PAGE EXCERPT:
Offline PIC controlled lamps malfunction when plugged in near to power tools

[ocset]

Hello,
We have designed some 40W, offline 230VAC, non isolated LED lamps which have no AC input filter. (-because they are  based on linear current regulators). They  can be dimmed up and down by a microcontroller which receives DALI input signals. We had some builders in to our factory to do some work, and whenever they operated their heavy machinery such as drills and angle grinders, our LED lamps began to turn ON and OFF , -ie malfunction.

The micro  in the lamp is PIC16F18856.

The ones that malfunctioned had software in them which is written by our remote software contractor. We  actually loaded some of our own  simple software into the lamps, and this software did not malfunction. Our simple software simply repeatedly dims the lamp up and down.
Why did our software work fine, when our  contractor’s software malfunctioned?
Our simple software actually declares the ports to inputs or outputs  in just the same way as the contractor’s software…..the  difference was that our software does not  actually read from the ports declared as inputs.
There aren’t that many inputs to the microcontroller….just the DALI RX signal, the MCP9700 temperature sensor signal, and the SFH5711  light sensor signal.
Why did our contractors software malfunction, but our software did not malfunction?
Is there something about the universally available DALI software libraries which is overly noise sensitive? Maybe the DALI software libraries just read the DALI signal with one read per bit….instead of taking multiple reads during a bit  to really check that a bit is high or low…..ie, to check that a “high” or low  input isn’t just a noise-spike input.

Also, the builders have gone now, but we want to  buy something that will cause the problem again, so that we can  see how we can solve the problem….what equipment would you recommend to  get this kind of interference?…what about a laptop SMPS with its AC input filter removed?

[funkathustra]

We had some builders in to our factor to do some work, and whenever they operated their heavy machinery such as drills and angle grinders, our LED lamps began to turn ON and OFF , -ie malfunction.

That's not a sufficient problem description. Are the microcontrollers resetting? Or is the software running on the MCU intentionally causing them to turn on or off?

If the microcontroller is resetting, it's almost certainly an electrical problem. How are you powering the microcontroller? You should attach schematics of the device in question.

It sounds like you think it's a software issue, since you've loaded your own firmware on the board and you don't think they reset.

If it's a software issue, then you need to... look at the software and figure out what's going on?

As it stands, you haven't provided any sort of technical details about the electrical or software components of the system, so I'm not sure what you expect us to be able to help with.

WHAT IS ASKED:
A – From "Why did our software" to "did not malfunction?", rewrite the passage of the LED lamp interference thread with "microcontroller" swapped for "MCU".
B – Extend the forum thread about the LED lamps failing near power tools, starting right after its final sentence.

EXCERPTED RECORDS:
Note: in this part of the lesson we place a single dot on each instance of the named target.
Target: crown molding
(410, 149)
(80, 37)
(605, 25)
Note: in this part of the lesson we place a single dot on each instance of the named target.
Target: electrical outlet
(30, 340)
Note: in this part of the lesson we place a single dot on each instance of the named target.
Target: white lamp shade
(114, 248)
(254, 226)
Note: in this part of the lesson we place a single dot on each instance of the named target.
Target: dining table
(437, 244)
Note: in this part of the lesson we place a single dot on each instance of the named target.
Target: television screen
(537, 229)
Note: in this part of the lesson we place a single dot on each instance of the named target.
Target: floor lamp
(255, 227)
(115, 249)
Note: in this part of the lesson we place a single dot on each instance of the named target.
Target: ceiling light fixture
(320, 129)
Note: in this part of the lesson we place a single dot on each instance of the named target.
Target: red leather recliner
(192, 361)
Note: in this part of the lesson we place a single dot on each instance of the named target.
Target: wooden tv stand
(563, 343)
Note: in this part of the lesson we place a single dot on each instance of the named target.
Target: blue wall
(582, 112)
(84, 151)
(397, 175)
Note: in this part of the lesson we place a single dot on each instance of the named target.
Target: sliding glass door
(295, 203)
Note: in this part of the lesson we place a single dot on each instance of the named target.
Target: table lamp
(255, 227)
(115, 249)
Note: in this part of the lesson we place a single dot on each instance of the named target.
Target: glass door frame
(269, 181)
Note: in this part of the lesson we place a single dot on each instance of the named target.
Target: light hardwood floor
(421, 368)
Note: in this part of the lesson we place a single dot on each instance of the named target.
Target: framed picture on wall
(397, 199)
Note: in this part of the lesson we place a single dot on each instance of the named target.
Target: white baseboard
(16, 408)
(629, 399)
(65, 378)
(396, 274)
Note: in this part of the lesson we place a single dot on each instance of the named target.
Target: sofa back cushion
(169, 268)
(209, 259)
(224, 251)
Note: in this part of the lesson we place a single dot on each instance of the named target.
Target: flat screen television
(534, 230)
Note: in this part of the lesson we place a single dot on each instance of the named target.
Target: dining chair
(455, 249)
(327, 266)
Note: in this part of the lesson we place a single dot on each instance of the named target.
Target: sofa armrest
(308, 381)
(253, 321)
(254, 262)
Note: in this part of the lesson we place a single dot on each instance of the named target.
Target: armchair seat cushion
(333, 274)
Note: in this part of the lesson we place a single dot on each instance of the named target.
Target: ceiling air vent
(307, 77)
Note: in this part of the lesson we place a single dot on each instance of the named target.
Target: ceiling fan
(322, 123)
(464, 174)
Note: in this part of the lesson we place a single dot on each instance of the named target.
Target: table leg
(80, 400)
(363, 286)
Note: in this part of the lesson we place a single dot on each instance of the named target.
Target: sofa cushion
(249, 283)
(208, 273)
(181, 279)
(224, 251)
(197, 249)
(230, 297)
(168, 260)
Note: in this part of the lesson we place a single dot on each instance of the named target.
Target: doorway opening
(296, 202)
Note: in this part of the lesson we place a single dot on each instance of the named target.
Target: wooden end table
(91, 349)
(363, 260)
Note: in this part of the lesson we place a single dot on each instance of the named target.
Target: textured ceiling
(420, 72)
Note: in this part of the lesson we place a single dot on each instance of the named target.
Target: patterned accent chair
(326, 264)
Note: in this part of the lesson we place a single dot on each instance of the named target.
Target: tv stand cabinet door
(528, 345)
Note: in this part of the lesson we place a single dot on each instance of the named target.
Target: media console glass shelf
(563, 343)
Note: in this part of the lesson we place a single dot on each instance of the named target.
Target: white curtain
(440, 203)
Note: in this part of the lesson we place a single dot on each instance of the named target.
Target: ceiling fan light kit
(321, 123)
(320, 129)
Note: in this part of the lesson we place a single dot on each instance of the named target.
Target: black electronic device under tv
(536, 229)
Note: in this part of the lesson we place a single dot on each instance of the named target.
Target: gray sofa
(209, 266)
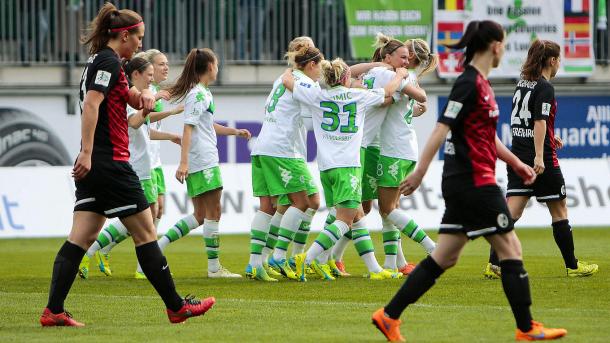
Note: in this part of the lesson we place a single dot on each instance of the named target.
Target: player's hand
(402, 72)
(558, 142)
(147, 101)
(525, 172)
(243, 133)
(182, 172)
(410, 184)
(538, 165)
(82, 166)
(178, 109)
(177, 139)
(163, 94)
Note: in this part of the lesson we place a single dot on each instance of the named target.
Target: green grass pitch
(461, 307)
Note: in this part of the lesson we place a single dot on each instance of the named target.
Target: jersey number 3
(524, 112)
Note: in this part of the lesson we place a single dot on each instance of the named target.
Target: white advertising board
(38, 202)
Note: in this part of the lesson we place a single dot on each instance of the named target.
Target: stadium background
(41, 64)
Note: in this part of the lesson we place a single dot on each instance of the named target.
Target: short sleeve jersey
(155, 145)
(199, 112)
(281, 131)
(533, 100)
(103, 73)
(377, 77)
(470, 148)
(338, 116)
(139, 150)
(398, 138)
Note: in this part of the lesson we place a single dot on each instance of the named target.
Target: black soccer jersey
(533, 100)
(103, 73)
(470, 149)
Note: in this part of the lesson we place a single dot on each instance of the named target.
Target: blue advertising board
(582, 122)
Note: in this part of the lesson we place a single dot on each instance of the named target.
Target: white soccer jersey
(155, 145)
(199, 112)
(397, 136)
(377, 77)
(281, 133)
(139, 144)
(338, 115)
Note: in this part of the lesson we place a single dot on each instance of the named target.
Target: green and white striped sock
(408, 227)
(391, 236)
(212, 244)
(115, 233)
(300, 238)
(179, 230)
(364, 246)
(258, 237)
(326, 239)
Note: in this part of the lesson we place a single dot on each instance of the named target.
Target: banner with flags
(569, 23)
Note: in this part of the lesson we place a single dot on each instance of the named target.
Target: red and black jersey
(470, 148)
(103, 73)
(533, 100)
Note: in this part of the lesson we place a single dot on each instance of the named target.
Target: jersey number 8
(333, 114)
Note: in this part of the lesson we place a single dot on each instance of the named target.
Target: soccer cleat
(60, 319)
(582, 269)
(83, 268)
(389, 327)
(258, 273)
(270, 271)
(283, 267)
(191, 307)
(103, 262)
(222, 272)
(335, 270)
(383, 275)
(492, 272)
(299, 262)
(407, 269)
(323, 270)
(539, 333)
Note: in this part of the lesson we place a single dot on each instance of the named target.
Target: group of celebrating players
(362, 118)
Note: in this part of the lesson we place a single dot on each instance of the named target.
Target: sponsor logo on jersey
(453, 108)
(102, 78)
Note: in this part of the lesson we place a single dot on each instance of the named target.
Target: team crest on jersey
(453, 108)
(502, 220)
(102, 78)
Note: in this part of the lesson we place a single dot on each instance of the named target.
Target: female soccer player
(140, 72)
(279, 169)
(535, 143)
(474, 204)
(394, 53)
(199, 155)
(397, 158)
(338, 115)
(106, 185)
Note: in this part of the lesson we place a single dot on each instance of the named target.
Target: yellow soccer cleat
(492, 272)
(103, 262)
(582, 269)
(83, 268)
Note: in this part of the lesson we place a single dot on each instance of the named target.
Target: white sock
(260, 224)
(212, 246)
(316, 249)
(275, 221)
(288, 228)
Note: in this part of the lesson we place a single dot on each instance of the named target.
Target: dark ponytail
(108, 24)
(477, 37)
(538, 57)
(197, 63)
(135, 64)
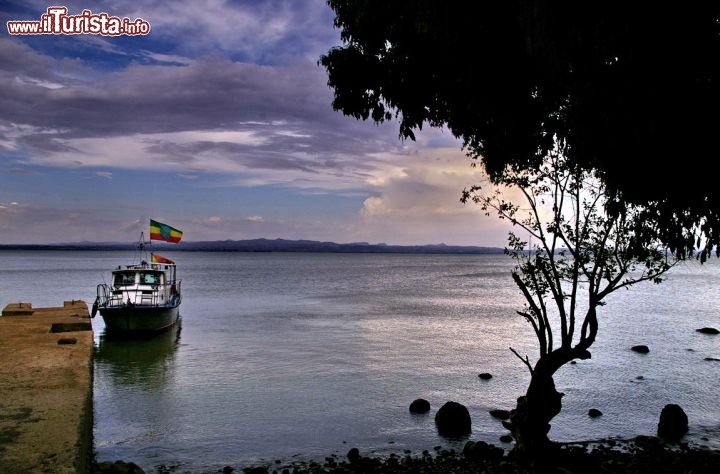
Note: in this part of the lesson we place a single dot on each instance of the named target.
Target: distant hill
(269, 245)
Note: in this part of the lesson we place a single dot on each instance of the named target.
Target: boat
(144, 297)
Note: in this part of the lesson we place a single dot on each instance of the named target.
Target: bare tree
(581, 245)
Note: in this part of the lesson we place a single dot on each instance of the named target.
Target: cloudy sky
(218, 122)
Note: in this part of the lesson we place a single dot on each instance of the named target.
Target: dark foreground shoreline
(644, 454)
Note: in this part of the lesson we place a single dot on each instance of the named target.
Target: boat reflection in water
(146, 362)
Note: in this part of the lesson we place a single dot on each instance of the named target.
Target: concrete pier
(46, 375)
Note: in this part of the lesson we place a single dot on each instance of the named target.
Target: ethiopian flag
(160, 231)
(160, 259)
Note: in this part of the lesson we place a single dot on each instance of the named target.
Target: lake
(293, 356)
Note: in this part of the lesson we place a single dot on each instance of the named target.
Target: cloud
(421, 201)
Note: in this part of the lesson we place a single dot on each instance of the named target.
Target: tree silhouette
(633, 89)
(574, 256)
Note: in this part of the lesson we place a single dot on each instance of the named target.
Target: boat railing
(155, 295)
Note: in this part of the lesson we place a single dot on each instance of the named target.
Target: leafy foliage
(631, 88)
(575, 254)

EXERCISE RESPONSES:
A –
Why did our software work fine, when our  contractor’s software malfunctioned?
Our simple software actually declares the ports to inputs or outputs  in just the same way as the contractor’s software…..the  difference was that our software does not  actually read from the ports declared as inputs.
There aren’t that many inputs to the MCU….just the DALI RX signal, the MCP9700 temperature sensor signal, and the SFH5711  light sensor signal.
Why did our contractors software malfunction, but our software did not malfunction?

B –
Is there something about the universally available DALI software libraries which is overly noise sensitive? Maybe the DALI software libraries just read the DALI signal with one read per bit….instead of taking multiple reads during a bit  to really check that a bit is high or low…..ie, to check that a “high” or low  input isn’t just a noise-spike input.

Without knowing which "universally available DALI software libraries" you're talking about, there's little we can do to ascertain noise immunity for you. However, if you're getting that much noise on the DALI signal hitting the microcontroller, it sounds like you've got some major electrical issues you've got to work out. Again, where are the schematics of the design in question?

Also, the builders have gone now, but we want to  buy something that will cause the problem again, so that we can  see how we can solve the problem….what equipment would you recommend to  get this kind of interference?

...how about power tools?

[Ian.M]

All the tools you named would have universal motors and put out a lot of RFI due to arcing at the contactor. Additionally some would have PWM variable speed control.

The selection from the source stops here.